**提示文章:**

2023-11-30 08:15:41 | イッピンNHK

 第221回 2019年4月23日 「よりスタイリッシュに!よりモダンに!~佐賀 肥前吉田焼~」リサーチャー: 黒谷友香

 番組内容
 有田焼の産地、佐賀県で日常使いの器を作り続けてきた「肥前吉田焼」。知る人ぞ知る焼き物が今、スタイリッシュに進化している。絶妙な濃淡を生む伝統の絵付け技法を駆使して、美しいグラデーションを表現した青一色の皿。そのほか、昔ながらの水玉模様をポップにアレンジした器や、側面に切り込みが入っているのに飲み物がこぼれない!という不思議なカップなど。斬新なアイデアを実現させる職人技に、女優の黒谷友香が迫る。

**提示資料:**

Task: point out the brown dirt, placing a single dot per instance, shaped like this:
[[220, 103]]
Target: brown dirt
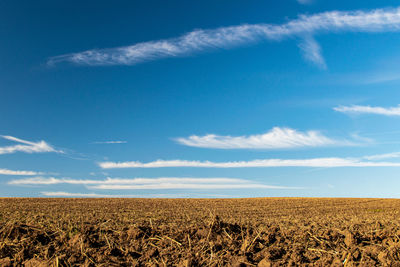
[[200, 232]]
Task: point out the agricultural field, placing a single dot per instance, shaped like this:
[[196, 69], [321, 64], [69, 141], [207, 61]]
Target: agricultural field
[[200, 232]]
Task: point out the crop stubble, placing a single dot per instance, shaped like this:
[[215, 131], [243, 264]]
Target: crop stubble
[[199, 232]]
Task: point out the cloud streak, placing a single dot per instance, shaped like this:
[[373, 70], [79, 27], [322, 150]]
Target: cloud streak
[[259, 163], [355, 109], [26, 146], [22, 173], [110, 142], [162, 183], [277, 138], [304, 27]]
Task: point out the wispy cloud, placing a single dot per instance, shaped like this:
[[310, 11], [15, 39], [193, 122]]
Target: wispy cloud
[[384, 156], [94, 195], [26, 146], [151, 183], [304, 2], [263, 163], [277, 138], [305, 26], [24, 173], [110, 142], [355, 109], [312, 52], [86, 195]]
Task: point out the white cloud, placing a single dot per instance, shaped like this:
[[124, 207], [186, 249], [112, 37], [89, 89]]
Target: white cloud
[[304, 2], [26, 147], [94, 195], [312, 52], [276, 138], [111, 142], [391, 111], [11, 172], [378, 20], [263, 163], [151, 183], [383, 156]]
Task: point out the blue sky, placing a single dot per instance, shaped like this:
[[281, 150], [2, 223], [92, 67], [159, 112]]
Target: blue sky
[[227, 99]]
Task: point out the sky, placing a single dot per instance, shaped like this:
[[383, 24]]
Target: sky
[[205, 99]]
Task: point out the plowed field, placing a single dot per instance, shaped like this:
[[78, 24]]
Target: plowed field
[[200, 232]]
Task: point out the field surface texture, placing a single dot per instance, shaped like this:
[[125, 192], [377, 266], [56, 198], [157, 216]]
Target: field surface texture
[[200, 232]]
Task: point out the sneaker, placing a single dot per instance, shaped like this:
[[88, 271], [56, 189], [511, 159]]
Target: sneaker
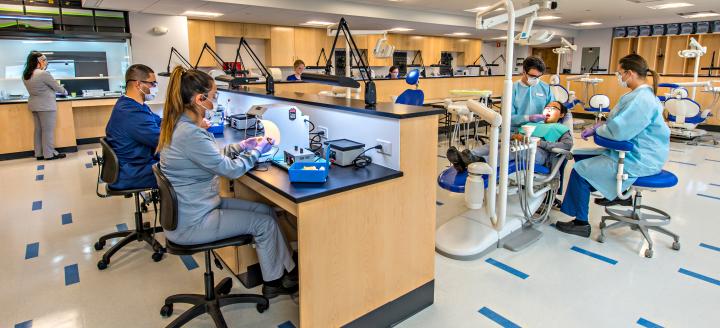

**実施する作業:**
A) 肥前吉田焼の紹介文のうち「第221回 2019年4月23日 「よりスタイリッシュに!よりモダンに!~佐賀」から「技に、女優の黒谷友香が迫る。」までを、「青一色」を「藍一色」に置き換えて書き直してください。
B) 肥前吉田焼の紹介文によると、この回でリサーチャーを務めたのは誰ですか。
C) 肥前吉田焼の紹介文を2文で要約してください。

**想定される解答:**
A)
第221回 2019年4月23日 「よりスタイリッシュに!よりモダンに!~佐賀 肥前吉田焼~」リサーチャー: 黒谷友香

 番組内容
 有田焼の産地、佐賀県で日常使いの器を作り続けてきた「肥前吉田焼」。知る人ぞ知る焼き物が今、スタイリッシュに進化している。絶妙な濃淡を生む伝統の絵付け技法を駆使して、美しいグラデーションを表現した藍一色の皿。そのほか、昔ながらの水玉模様をポップにアレンジした器や、側面に切り込みが入っているのに飲み物がこぼれない!という不思議なカップなど。斬新なアイデアを実現させる職人技に、女優の黒谷友香が迫る。

B) 黒谷友香

C) 佐賀県で日常使いの器を作り続けてきた肥前吉田焼が、今スタイリッシュに進化している。番組では、美しいグラデーションの青一色の皿、水玉模様をポップにアレンジした器、側面に切り込みがあっても飲み物がこぼれないカップなどを生む職人技に、女優の黒谷友香が迫る。